STATED EXERCISE: Could you print the material below back character for character, every line of it, but without the pictures?

RECORDS SHOWN:
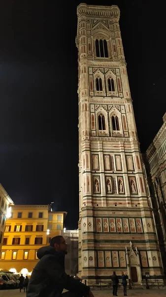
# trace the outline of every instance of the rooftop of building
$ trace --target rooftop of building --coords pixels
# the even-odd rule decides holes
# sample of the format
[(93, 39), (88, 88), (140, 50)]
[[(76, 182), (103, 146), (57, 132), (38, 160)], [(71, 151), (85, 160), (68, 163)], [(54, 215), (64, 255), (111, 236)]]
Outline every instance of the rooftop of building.
[(12, 205), (14, 204), (13, 201), (10, 198), (9, 195), (8, 195), (7, 193), (1, 184), (0, 184), (0, 196), (1, 196), (2, 198), (5, 197), (8, 200), (9, 204)]
[(163, 124), (162, 127), (146, 150), (146, 154), (148, 160), (153, 157), (166, 139), (166, 112), (163, 116)]

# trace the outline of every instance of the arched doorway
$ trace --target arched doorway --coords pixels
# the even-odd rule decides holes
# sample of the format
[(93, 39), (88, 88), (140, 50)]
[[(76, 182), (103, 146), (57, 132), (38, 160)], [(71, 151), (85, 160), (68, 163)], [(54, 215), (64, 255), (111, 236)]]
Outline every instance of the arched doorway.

OUTPUT OF THE EXERCISE:
# trace the outline of every instance of the rooftop of building
$ trace --target rooftop of building --coords pixels
# the even-odd rule decides holes
# sample of the format
[(93, 39), (88, 88), (140, 50)]
[[(76, 182), (103, 146), (57, 132), (38, 160)], [(71, 151), (85, 160), (68, 163)], [(54, 215), (64, 255), (111, 236)]]
Outline every instance of the rooftop of building.
[(12, 205), (14, 204), (13, 201), (10, 198), (9, 195), (8, 195), (7, 193), (1, 184), (0, 184), (0, 196), (1, 196), (2, 198), (5, 197), (8, 200), (9, 204)]
[(163, 124), (162, 127), (146, 150), (146, 154), (148, 160), (153, 157), (166, 139), (166, 112), (163, 116)]

# trace the outline of every instance of the arched doorway
$ trace --target arched doorway --coords pixels
# the even-odd rule decides holes
# sample of the format
[(93, 39), (88, 88), (140, 50)]
[[(76, 182), (103, 146), (57, 132), (38, 160)], [(71, 151), (85, 160), (68, 163)], [(54, 215), (64, 255), (111, 236)]]
Outline every instance of the arched doorway.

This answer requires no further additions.